Data excerpts:
::::
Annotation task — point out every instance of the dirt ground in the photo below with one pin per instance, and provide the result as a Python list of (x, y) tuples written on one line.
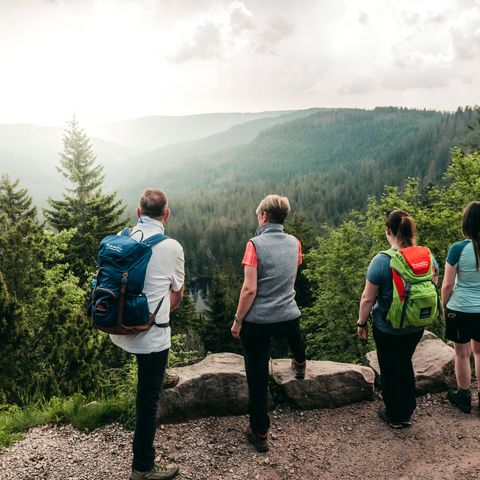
[(346, 443)]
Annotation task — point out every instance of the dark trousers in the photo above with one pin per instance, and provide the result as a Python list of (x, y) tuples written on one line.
[(151, 370), (256, 344), (397, 378)]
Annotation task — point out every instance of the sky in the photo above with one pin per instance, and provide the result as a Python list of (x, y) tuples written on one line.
[(108, 60)]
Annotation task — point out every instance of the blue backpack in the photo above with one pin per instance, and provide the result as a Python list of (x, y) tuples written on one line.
[(117, 304)]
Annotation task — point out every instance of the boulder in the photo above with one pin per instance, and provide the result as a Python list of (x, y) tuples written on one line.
[(326, 384), (215, 386), (433, 364)]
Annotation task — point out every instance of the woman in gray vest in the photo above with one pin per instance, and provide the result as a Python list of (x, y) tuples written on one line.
[(267, 308)]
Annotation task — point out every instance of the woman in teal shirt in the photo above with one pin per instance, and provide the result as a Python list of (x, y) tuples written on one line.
[(461, 304)]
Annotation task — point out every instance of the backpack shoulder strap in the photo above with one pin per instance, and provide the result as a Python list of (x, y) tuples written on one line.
[(154, 239)]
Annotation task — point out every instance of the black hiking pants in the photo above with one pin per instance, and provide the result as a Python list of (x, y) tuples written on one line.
[(151, 371), (256, 344), (397, 378)]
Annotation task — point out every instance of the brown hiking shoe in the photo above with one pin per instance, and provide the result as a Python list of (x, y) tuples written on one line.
[(299, 369), (260, 442), (158, 472), (170, 380)]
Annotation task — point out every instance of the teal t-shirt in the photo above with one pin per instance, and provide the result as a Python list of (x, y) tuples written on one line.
[(466, 292), (380, 274)]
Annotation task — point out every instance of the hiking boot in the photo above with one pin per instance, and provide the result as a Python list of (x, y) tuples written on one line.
[(259, 441), (158, 472), (407, 422), (461, 399), (170, 379), (299, 369), (382, 413)]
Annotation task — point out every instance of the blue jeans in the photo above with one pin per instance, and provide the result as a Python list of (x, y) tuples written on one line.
[(151, 371)]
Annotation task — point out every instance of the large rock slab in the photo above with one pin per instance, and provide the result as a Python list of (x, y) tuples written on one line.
[(433, 364), (326, 384), (215, 386)]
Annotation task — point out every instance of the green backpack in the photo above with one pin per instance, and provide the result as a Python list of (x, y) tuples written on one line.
[(415, 300)]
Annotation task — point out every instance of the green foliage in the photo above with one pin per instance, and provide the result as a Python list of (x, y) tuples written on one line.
[(326, 163), (84, 207), (76, 410), (21, 248), (337, 265), (187, 348), (222, 299)]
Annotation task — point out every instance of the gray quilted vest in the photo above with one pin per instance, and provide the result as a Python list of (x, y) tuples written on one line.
[(277, 255)]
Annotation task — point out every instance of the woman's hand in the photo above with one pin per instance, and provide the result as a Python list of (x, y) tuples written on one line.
[(236, 328), (362, 333)]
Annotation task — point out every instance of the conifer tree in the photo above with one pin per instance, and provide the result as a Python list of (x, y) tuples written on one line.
[(185, 317), (84, 206), (20, 239), (222, 299)]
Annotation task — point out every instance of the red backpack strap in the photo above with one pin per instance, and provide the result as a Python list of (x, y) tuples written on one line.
[(397, 280), (418, 259)]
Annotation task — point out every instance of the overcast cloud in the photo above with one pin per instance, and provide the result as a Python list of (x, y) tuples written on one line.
[(113, 59)]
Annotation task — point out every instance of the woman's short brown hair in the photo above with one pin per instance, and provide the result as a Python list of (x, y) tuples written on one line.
[(153, 202), (276, 207)]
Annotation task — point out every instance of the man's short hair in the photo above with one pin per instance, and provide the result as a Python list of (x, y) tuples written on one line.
[(153, 202), (276, 208)]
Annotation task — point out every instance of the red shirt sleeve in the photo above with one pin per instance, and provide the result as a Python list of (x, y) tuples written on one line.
[(250, 257)]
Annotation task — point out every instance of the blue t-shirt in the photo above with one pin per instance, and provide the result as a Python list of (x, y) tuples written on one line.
[(466, 292), (380, 274)]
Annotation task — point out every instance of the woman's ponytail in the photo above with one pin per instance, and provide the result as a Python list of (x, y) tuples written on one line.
[(471, 227), (402, 226)]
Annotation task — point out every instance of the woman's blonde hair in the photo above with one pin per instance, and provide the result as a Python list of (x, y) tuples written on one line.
[(275, 206)]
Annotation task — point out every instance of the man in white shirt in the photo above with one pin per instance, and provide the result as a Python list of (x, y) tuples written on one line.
[(164, 278)]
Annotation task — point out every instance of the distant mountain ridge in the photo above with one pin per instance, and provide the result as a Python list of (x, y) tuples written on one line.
[(153, 132)]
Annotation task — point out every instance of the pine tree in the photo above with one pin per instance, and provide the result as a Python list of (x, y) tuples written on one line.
[(84, 206), (222, 299), (185, 317), (20, 239)]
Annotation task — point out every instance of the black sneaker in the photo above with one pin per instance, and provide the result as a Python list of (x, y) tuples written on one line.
[(462, 400), (170, 379), (260, 442), (299, 369), (382, 413)]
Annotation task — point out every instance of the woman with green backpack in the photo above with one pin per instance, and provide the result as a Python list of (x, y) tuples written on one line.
[(400, 293), (461, 305)]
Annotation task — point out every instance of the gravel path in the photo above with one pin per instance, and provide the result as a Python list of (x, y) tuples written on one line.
[(345, 443)]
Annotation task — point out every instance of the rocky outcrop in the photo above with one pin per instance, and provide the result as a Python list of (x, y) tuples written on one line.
[(215, 386), (218, 386), (433, 363), (326, 384)]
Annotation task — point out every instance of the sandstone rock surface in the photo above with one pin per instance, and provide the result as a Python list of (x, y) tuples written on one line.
[(433, 364), (326, 384), (215, 386)]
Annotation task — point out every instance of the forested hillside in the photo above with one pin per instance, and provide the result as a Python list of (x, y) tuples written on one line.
[(342, 170), (326, 163)]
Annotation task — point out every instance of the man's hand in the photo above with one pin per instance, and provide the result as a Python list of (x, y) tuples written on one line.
[(236, 328), (362, 333)]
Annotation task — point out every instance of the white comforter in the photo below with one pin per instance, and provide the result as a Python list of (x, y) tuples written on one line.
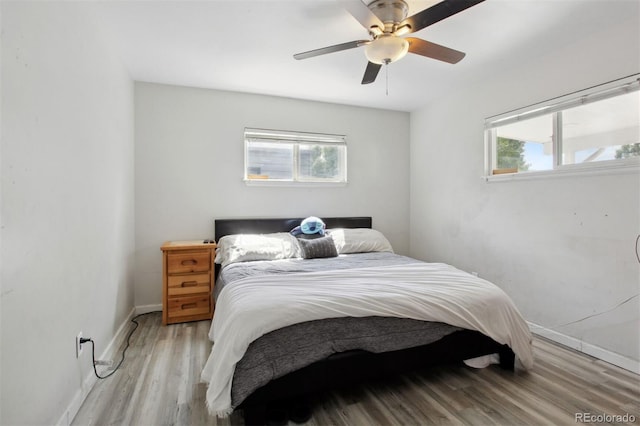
[(254, 306)]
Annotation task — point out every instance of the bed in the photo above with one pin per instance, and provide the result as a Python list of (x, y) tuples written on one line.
[(285, 326)]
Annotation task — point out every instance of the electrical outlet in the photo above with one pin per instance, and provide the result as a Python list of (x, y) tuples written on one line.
[(78, 345)]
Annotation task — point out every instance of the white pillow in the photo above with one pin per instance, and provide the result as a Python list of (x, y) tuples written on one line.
[(246, 247), (359, 240)]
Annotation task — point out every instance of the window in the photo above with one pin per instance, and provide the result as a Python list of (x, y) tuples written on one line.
[(294, 157), (596, 128)]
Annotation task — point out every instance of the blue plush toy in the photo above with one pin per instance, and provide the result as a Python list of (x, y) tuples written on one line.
[(310, 225)]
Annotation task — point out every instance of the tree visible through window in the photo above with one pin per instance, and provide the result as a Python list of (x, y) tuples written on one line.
[(511, 154), (595, 126), (281, 156)]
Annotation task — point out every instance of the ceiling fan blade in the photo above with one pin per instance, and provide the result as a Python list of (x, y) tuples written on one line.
[(331, 49), (371, 73), (434, 51), (437, 13), (361, 12)]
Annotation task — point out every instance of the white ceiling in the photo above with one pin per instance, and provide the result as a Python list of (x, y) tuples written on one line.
[(248, 46)]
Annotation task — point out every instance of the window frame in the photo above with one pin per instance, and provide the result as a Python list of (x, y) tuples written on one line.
[(295, 138), (555, 107)]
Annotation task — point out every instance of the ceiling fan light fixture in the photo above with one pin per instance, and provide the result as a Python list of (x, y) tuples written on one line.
[(386, 49)]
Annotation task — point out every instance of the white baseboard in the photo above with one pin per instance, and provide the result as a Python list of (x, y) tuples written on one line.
[(587, 348), (89, 381)]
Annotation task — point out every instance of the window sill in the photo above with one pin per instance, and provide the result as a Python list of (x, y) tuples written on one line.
[(614, 167), (288, 183)]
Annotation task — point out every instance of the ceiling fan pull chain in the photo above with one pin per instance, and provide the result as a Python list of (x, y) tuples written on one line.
[(386, 74)]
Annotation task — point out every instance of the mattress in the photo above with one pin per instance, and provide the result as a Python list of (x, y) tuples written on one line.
[(274, 317)]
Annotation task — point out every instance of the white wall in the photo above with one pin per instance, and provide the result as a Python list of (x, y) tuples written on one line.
[(67, 211), (189, 168), (562, 248)]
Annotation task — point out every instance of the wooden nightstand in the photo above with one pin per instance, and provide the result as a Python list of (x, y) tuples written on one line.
[(187, 281)]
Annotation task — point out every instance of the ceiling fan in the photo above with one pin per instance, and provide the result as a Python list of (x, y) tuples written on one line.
[(387, 22)]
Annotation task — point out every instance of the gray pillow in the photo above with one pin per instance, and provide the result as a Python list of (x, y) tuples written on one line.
[(319, 247)]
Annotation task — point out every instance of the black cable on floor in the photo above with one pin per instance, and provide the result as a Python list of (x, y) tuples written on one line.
[(124, 351)]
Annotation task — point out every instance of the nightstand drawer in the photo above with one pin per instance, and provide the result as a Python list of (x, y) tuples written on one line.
[(181, 285), (197, 261), (187, 306)]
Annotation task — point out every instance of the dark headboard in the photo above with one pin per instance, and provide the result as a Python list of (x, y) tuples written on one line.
[(265, 226)]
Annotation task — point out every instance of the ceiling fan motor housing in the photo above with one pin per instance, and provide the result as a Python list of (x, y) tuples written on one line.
[(389, 11)]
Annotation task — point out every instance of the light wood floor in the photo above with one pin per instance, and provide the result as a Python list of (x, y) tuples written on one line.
[(158, 384)]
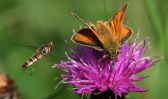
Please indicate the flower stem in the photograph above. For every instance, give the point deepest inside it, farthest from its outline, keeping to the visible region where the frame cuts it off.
(105, 95)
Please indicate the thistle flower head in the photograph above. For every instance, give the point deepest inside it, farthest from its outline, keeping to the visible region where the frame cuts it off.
(84, 70)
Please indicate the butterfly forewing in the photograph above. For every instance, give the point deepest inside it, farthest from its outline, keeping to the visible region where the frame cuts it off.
(106, 35)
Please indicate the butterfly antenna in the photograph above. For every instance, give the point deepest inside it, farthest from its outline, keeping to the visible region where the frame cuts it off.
(105, 10)
(76, 16)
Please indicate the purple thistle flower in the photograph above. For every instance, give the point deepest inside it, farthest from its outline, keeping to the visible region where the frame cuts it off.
(84, 70)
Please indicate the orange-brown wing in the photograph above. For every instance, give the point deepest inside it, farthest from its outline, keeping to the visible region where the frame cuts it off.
(116, 21)
(87, 37)
(125, 33)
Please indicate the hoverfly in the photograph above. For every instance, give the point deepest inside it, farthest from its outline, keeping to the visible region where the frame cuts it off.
(40, 52)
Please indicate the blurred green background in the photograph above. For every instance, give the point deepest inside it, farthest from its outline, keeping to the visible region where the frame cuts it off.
(33, 22)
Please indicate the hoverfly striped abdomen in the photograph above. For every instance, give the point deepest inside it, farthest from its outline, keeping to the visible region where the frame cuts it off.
(44, 50)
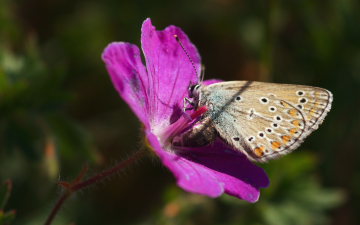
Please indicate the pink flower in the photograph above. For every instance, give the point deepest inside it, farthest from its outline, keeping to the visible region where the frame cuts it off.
(155, 93)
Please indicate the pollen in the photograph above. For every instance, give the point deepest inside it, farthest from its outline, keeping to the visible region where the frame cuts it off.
(259, 151)
(286, 138)
(293, 112)
(275, 144)
(296, 123)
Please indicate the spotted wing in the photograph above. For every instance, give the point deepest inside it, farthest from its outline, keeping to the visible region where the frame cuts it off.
(265, 120)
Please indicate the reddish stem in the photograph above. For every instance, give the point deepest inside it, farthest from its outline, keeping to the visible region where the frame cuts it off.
(71, 188)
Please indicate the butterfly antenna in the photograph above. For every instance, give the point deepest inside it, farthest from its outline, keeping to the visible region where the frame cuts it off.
(186, 53)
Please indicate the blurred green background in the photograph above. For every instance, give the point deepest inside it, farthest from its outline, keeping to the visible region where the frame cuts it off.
(59, 110)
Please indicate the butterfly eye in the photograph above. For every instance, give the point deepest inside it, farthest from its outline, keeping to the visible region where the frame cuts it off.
(193, 88)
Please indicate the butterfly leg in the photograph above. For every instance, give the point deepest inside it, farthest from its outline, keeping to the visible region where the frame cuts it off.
(201, 134)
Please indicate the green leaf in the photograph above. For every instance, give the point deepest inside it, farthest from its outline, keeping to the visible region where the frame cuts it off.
(5, 191)
(7, 218)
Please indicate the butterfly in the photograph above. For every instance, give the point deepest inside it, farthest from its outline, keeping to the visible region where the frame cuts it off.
(261, 120)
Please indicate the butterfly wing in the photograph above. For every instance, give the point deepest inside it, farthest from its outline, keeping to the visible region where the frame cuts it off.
(265, 120)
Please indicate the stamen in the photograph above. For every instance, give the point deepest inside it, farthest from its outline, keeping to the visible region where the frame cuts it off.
(180, 125)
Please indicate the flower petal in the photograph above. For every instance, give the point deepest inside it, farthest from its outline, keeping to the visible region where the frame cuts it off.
(128, 74)
(170, 71)
(214, 170)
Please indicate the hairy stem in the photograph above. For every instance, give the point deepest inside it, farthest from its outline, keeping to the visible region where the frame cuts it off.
(78, 184)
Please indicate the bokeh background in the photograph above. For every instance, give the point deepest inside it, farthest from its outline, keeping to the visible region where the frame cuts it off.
(59, 110)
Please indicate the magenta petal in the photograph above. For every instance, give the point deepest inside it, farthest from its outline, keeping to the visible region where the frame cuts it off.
(213, 171)
(170, 70)
(128, 74)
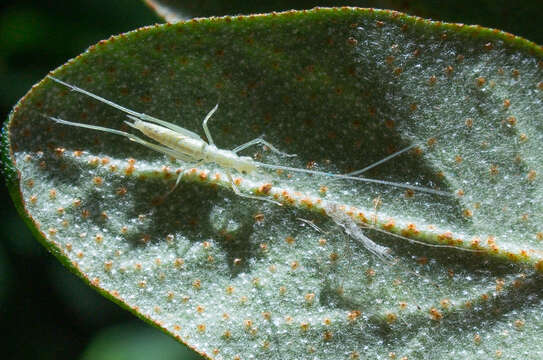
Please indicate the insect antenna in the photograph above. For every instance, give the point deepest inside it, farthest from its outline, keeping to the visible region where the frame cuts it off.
(355, 178)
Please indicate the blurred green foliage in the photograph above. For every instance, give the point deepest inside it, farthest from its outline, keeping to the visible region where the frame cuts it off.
(47, 313)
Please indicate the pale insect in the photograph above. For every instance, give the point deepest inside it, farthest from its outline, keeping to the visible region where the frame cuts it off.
(185, 145)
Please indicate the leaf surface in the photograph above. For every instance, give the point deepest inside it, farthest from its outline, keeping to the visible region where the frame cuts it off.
(342, 89)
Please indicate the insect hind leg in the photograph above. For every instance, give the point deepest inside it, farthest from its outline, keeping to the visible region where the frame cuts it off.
(261, 141)
(204, 124)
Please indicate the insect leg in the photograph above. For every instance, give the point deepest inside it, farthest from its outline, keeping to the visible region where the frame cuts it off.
(263, 142)
(204, 124)
(236, 190)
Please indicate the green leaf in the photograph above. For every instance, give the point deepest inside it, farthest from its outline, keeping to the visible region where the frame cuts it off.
(520, 18)
(343, 89)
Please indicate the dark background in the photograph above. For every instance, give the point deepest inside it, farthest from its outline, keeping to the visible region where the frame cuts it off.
(45, 311)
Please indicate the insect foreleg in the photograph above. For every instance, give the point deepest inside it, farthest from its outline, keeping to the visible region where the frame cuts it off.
(204, 124)
(263, 142)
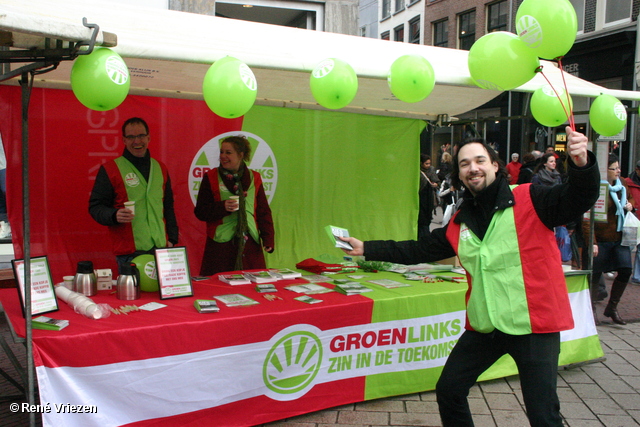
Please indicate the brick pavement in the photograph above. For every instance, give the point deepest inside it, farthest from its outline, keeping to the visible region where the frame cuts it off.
(603, 393)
::::
• **Work to complete**:
Set down exactly the lines beginning at the one that holds "Please indicate the brick" and ending with the last line of the data.

• **Task output**:
Please indicate the brick pavement in the photograph above. For every instance, give the point deepest inside it, farthest from its outline, keeping to the visible region where the frame cuts it off.
(603, 393)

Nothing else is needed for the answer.